━━━ SUPPLIED RECORDS ━━━

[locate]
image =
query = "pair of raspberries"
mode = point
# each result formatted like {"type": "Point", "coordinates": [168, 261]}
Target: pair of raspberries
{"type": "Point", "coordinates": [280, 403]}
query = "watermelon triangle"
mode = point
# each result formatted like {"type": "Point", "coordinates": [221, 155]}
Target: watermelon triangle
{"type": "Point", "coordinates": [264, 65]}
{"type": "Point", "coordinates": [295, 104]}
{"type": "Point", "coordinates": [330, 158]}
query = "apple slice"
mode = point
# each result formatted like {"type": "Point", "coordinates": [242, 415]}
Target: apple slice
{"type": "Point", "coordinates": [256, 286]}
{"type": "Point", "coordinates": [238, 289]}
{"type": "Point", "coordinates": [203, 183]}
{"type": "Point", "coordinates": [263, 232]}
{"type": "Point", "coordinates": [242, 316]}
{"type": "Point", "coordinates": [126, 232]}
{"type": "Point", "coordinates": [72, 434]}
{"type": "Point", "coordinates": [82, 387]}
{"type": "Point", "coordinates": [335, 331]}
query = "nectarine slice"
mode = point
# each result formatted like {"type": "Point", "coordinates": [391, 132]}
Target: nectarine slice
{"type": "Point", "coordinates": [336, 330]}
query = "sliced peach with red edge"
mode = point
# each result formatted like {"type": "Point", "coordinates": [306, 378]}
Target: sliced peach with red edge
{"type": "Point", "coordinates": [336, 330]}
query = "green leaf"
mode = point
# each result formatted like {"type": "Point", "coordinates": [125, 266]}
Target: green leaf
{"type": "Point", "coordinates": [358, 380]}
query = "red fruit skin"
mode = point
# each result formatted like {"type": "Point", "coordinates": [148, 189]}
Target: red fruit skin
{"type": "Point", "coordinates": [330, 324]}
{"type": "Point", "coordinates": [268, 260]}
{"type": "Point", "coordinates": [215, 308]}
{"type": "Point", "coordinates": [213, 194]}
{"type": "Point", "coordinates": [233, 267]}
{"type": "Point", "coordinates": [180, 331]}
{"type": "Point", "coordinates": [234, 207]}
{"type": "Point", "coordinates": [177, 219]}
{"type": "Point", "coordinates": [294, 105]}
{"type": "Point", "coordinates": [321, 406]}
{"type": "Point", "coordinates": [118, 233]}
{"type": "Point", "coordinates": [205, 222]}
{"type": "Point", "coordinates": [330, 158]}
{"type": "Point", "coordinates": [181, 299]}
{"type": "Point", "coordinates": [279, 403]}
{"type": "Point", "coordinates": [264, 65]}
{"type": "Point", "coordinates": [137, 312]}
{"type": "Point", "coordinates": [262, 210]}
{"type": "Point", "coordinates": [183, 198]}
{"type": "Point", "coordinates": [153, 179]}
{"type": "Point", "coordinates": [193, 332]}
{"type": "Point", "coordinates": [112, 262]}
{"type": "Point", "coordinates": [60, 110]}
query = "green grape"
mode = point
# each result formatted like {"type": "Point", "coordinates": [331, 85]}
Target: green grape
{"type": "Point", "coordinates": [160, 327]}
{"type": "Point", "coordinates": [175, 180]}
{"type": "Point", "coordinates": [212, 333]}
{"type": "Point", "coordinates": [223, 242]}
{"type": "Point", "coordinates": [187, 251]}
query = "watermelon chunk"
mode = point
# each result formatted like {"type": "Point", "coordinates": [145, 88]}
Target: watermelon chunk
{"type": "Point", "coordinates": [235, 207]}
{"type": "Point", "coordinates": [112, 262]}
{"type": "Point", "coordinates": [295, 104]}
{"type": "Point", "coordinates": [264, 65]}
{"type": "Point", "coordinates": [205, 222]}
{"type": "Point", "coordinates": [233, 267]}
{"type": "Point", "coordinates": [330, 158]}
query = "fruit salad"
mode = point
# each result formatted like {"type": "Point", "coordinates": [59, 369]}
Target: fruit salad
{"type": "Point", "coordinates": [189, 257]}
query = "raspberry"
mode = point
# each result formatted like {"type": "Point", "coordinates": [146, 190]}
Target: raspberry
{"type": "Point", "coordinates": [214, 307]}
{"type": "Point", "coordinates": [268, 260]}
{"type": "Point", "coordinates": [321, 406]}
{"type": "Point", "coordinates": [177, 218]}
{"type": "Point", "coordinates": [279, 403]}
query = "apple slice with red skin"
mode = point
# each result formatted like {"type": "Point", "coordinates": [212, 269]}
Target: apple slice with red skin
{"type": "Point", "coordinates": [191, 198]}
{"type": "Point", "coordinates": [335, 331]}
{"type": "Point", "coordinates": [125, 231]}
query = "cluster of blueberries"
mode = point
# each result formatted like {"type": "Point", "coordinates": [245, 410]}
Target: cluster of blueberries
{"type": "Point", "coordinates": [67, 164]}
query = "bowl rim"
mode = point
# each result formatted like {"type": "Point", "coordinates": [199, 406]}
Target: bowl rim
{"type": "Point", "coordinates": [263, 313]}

━━━

» PROMPT: Copy each entry exactly.

» OUTPUT:
[locate]
image =
query = "pair of raspberries"
mode = point
# each result formatted like {"type": "Point", "coordinates": [168, 261]}
Target: pair of raspberries
{"type": "Point", "coordinates": [280, 403]}
query = "watermelon triangle"
mode = point
# each result formatted like {"type": "Point", "coordinates": [221, 155]}
Target: watermelon triangle
{"type": "Point", "coordinates": [264, 65]}
{"type": "Point", "coordinates": [295, 104]}
{"type": "Point", "coordinates": [330, 158]}
query = "apple slice"
mode = point
# each result formatted like {"type": "Point", "coordinates": [242, 415]}
Target: apple slice
{"type": "Point", "coordinates": [256, 286]}
{"type": "Point", "coordinates": [238, 289]}
{"type": "Point", "coordinates": [203, 183]}
{"type": "Point", "coordinates": [263, 232]}
{"type": "Point", "coordinates": [242, 316]}
{"type": "Point", "coordinates": [126, 232]}
{"type": "Point", "coordinates": [72, 434]}
{"type": "Point", "coordinates": [82, 387]}
{"type": "Point", "coordinates": [335, 331]}
query = "nectarine slice"
mode = point
# each result formatted like {"type": "Point", "coordinates": [391, 132]}
Target: nectarine slice
{"type": "Point", "coordinates": [336, 330]}
query = "sliced peach with red edge"
mode = point
# each result formatted like {"type": "Point", "coordinates": [306, 378]}
Target: sliced peach with red edge
{"type": "Point", "coordinates": [336, 330]}
query = "green leaf"
mode = point
# each result formatted like {"type": "Point", "coordinates": [125, 266]}
Target: green leaf
{"type": "Point", "coordinates": [358, 380]}
query = "red fruit skin"
mode = point
# each result formatted like {"type": "Point", "coordinates": [148, 189]}
Target: red fruit skin
{"type": "Point", "coordinates": [330, 324]}
{"type": "Point", "coordinates": [268, 260]}
{"type": "Point", "coordinates": [215, 308]}
{"type": "Point", "coordinates": [213, 194]}
{"type": "Point", "coordinates": [233, 267]}
{"type": "Point", "coordinates": [180, 331]}
{"type": "Point", "coordinates": [234, 207]}
{"type": "Point", "coordinates": [177, 219]}
{"type": "Point", "coordinates": [294, 105]}
{"type": "Point", "coordinates": [321, 406]}
{"type": "Point", "coordinates": [118, 233]}
{"type": "Point", "coordinates": [205, 222]}
{"type": "Point", "coordinates": [330, 158]}
{"type": "Point", "coordinates": [181, 299]}
{"type": "Point", "coordinates": [279, 403]}
{"type": "Point", "coordinates": [264, 65]}
{"type": "Point", "coordinates": [137, 312]}
{"type": "Point", "coordinates": [262, 210]}
{"type": "Point", "coordinates": [183, 198]}
{"type": "Point", "coordinates": [153, 179]}
{"type": "Point", "coordinates": [193, 332]}
{"type": "Point", "coordinates": [112, 262]}
{"type": "Point", "coordinates": [60, 110]}
query = "green grape"
mode = point
# each result formatted like {"type": "Point", "coordinates": [331, 85]}
Target: green grape
{"type": "Point", "coordinates": [160, 327]}
{"type": "Point", "coordinates": [175, 180]}
{"type": "Point", "coordinates": [212, 333]}
{"type": "Point", "coordinates": [223, 242]}
{"type": "Point", "coordinates": [187, 251]}
query = "watermelon chunk"
mode = point
# each result formatted like {"type": "Point", "coordinates": [145, 88]}
Target: watermelon chunk
{"type": "Point", "coordinates": [235, 207]}
{"type": "Point", "coordinates": [112, 262]}
{"type": "Point", "coordinates": [295, 104]}
{"type": "Point", "coordinates": [264, 65]}
{"type": "Point", "coordinates": [205, 222]}
{"type": "Point", "coordinates": [233, 267]}
{"type": "Point", "coordinates": [330, 158]}
query = "fruit salad"
mode = point
# each result formatted like {"type": "Point", "coordinates": [59, 369]}
Target: fruit salad
{"type": "Point", "coordinates": [189, 257]}
query = "raspberry"
mode = point
# each result formatted like {"type": "Point", "coordinates": [146, 190]}
Target: raspberry
{"type": "Point", "coordinates": [214, 307]}
{"type": "Point", "coordinates": [268, 260]}
{"type": "Point", "coordinates": [321, 406]}
{"type": "Point", "coordinates": [177, 218]}
{"type": "Point", "coordinates": [279, 403]}
query = "apple slice with red skin"
mode = point
# each result formatted like {"type": "Point", "coordinates": [212, 269]}
Target: apple slice with red skin
{"type": "Point", "coordinates": [191, 198]}
{"type": "Point", "coordinates": [335, 331]}
{"type": "Point", "coordinates": [125, 231]}
query = "cluster of blueberries"
mode = point
# each result formatted like {"type": "Point", "coordinates": [245, 410]}
Target: cluster of blueberries
{"type": "Point", "coordinates": [67, 164]}
query = "bowl rim"
mode = point
# each result formatted like {"type": "Point", "coordinates": [199, 406]}
Target: bowl rim
{"type": "Point", "coordinates": [263, 313]}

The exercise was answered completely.